Collect each line in the items below that contains the word "foreground", and copy those lines in full.
Begin Data for this exercise
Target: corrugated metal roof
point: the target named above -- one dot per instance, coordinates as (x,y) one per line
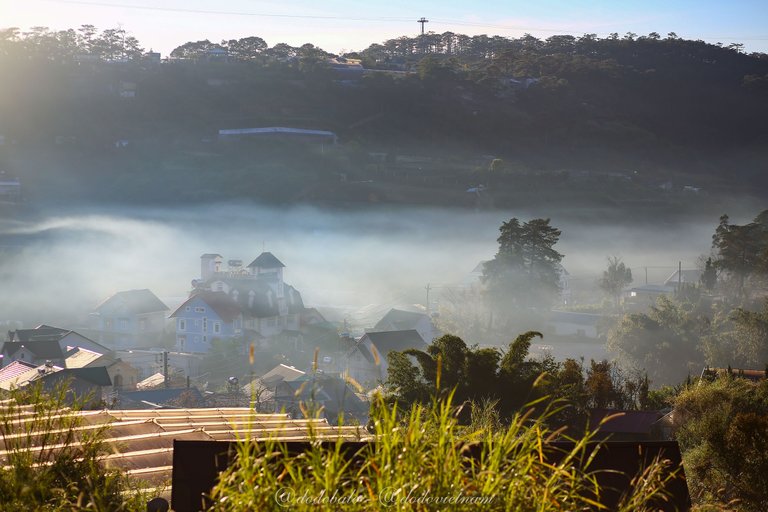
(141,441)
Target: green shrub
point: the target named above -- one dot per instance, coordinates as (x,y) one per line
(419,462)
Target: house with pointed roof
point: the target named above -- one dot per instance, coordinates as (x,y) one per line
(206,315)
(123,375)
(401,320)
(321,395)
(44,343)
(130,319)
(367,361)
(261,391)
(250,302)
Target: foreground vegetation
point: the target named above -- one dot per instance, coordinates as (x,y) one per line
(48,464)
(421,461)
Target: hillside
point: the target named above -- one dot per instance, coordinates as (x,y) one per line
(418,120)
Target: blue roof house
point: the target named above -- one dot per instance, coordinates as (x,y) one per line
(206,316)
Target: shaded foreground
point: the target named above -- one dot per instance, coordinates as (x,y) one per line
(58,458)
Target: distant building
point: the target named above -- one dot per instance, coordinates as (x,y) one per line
End Data for this exercise
Begin Data for this exercise
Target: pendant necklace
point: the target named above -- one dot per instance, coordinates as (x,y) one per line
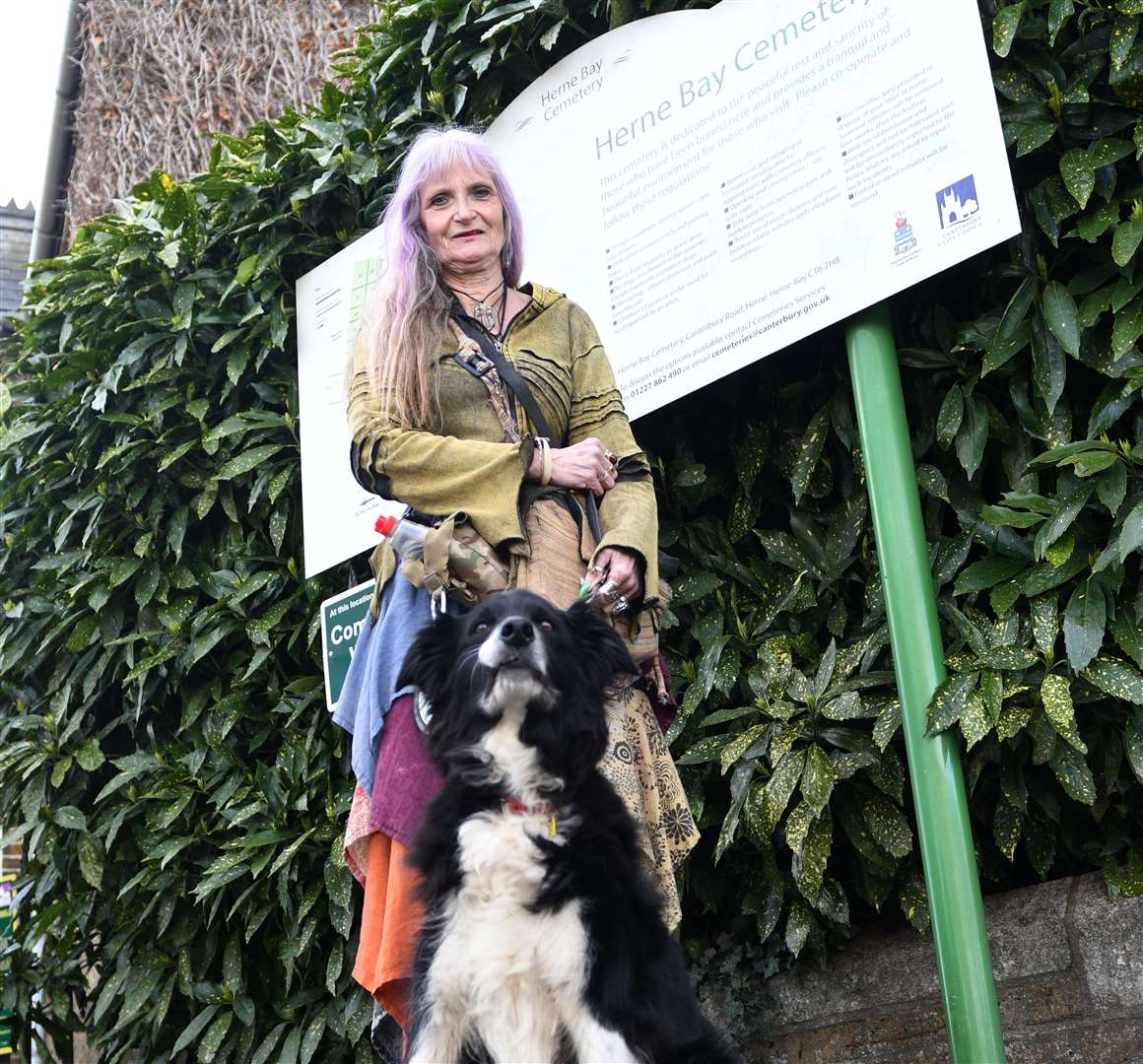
End Data for this exercise
■ **Response to the exercise**
Target: foreground vegetation
Target: shaded foreground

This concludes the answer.